-- Selected text --
►

In general, SPR741 was well tolerated in both studies, and most study drug-related TEAEs were mild. While elevations in creatinine clearance were observed with SPR741 in 6 subjects in the MAD study, only 1 subject had a moderate increase in serum creatinine above baseline that began at day 14 of the 600-mg q8h dosage regimen and had resolved at follow-up by day 38. The remaining subjects had normal serum creatinine levels at a day 16 postdose evaluation. Although catheter site reactions were common in both the SAD and MAD parts of the study, these catheters were used only for obtaining PK and safety blood samples, and, as expected, none of the reactions were deemed related to study treatment. A greater number of subjects reported infusion site reactions in the MAD part of the study than in the SAD part. Infusion site phlebitis and thrombosis were uncommon (3 and 2 SPR741 subjects, respectively); all infusion site reactions were mild, and no infusion site reactions led to premature discontinuation of study drug.
Summaries of TEAEs by severity and relationship showed no apparent differences between treatments (SPR741 or placebo) and no dose-related trends in subjects who received SPR741 in either the SAD or MAD parts of the study.
In both the SAD and MAD parts of the study, there were no clear differences in safety as assessed by vital signs and ECG assessments in subjects who had received either single or multiple doses of SPR741 compared with those who received placebo, and there were no dose-related trends in these safety assessments in those subjects who received SPR741.
No renal-associated TEAEs occurred in any subject in the SAD part of the study; however, 6 TEAEs of CrCl decrease occurred in six SPR741 subjects in the MAD part, half of which occurred in the highest-dose cohort (600 mg i.v. q8h for 14 days). All decreases in CrCl were reversible and mild in severity except one moderately severe TEAE in a cohort 12 (600 mg) subject (CrCl decreased from 110 ml/min at baseline to 65 ml/min on day 16). A decrease in CrCl is a known effect of the polymyxin antibiotic class.
A need exists to expand the clinical utility of widely used antibiotic agents in high-risk patients by addressing the loss of potency of such drugs against Gram-negative strains of bacteria (7). The limitations of current antibiotics for treating serious infections has surfaced with the emergence of MDR strains of Escherichia coli, Klebsiella pneumoniae, and Actinobacteria baumannii. Infections due to MDR bacteria result in greatly increased morbidity and mortality and substantially increased economic costs (7, 21). While most MDR Gram-negative pathogens demonstrate some susceptibility to second- and third-line antibiotics, their use is limited by toxicity, cost of therapy, and efforts to restrict their use (3, 4).

◄

-- Data listing --
►

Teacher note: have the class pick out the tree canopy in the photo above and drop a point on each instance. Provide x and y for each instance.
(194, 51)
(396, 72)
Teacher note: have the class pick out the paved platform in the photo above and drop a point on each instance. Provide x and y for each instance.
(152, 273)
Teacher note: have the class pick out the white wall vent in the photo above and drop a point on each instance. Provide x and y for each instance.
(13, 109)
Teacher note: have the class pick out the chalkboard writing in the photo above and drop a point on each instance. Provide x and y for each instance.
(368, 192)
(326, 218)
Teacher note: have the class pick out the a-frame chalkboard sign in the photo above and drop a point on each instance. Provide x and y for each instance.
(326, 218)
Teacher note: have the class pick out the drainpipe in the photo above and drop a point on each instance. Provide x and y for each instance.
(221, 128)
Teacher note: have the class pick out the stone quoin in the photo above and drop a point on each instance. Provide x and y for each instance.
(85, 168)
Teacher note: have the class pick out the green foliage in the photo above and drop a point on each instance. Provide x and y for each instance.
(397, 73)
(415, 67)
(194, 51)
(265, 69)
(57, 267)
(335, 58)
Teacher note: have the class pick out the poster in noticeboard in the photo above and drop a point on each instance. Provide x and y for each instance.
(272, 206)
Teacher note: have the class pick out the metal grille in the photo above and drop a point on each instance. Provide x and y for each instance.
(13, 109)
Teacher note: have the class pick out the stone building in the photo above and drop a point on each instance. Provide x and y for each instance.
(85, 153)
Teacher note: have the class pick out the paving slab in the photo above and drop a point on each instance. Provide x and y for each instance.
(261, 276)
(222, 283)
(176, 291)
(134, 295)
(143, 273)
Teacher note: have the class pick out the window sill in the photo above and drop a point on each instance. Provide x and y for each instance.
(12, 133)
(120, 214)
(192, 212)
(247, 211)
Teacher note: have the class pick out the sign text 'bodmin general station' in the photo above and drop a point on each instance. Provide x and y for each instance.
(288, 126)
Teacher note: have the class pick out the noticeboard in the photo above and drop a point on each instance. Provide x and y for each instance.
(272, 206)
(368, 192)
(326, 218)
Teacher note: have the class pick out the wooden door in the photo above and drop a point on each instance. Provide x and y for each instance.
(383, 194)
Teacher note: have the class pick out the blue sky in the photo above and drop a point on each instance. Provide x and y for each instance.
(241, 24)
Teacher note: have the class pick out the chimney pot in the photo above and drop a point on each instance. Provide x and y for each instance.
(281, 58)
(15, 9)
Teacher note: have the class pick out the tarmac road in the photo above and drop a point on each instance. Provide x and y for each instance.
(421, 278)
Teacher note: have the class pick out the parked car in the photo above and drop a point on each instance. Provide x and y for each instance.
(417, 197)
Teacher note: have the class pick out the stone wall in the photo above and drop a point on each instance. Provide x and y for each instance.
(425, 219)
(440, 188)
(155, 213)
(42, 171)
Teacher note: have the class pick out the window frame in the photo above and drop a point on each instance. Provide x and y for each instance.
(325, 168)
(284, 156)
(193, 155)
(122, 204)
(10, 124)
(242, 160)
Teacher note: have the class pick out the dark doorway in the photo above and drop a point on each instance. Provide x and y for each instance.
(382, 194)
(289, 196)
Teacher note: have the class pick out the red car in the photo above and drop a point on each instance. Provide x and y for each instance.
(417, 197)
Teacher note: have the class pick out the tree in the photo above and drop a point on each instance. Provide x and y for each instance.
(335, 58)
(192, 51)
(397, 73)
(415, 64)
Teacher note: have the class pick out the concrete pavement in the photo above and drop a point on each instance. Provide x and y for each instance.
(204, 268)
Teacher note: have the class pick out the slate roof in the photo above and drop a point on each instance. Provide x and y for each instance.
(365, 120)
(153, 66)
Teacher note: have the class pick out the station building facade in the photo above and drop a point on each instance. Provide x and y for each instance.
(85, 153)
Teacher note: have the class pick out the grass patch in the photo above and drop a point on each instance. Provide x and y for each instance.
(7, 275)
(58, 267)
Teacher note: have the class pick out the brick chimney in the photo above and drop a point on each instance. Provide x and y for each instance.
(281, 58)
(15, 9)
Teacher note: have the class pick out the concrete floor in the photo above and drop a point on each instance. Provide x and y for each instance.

◄

-- Questions --
a. Using the SPR741 passage, decide whether each statement agrees with it: (i) no renal-associated TEAEs occurred in the SAD part; (ii) some infusion site reactions led to premature discontinuation of study drug; (iii) the catheter site reactions were judged related to study treatment. Answer yes or no for each, and quote the deciding words.
b. Please retype a section of the SPR741 passage word for word. Begin at the words "No renal-associated TEAEs" and stop after "polymyxin antibiotic class.".
The entries have no connection to the SPR741 passage.

-- Results in order --
a.
(i) Yes: "No renal-associated TEAEs occurred in any subject in the SAD part of the study"
(ii) No: "no infusion site reactions led to premature discontinuation of study drug"
(iii) No: "none of the reactions were deemed related to study treatment"

b.
No renal-associated TEAEs occurred in any subject in the SAD part of the study; however, 6 TEAEs of CrCl decrease occurred in six SPR741 subjects in the MAD part, half of which occurred in the highest-dose cohort (600 mg i.v. q8h for 14 days). All decreases in CrCl were reversible and mild in severity except one moderately severe TEAE in a cohort 12 (600 mg) subject (CrCl decreased from 110 ml/min at baseline to 65 ml/min on day 16). A decrease in CrCl is a known effect of the polymyxin antibiotic class.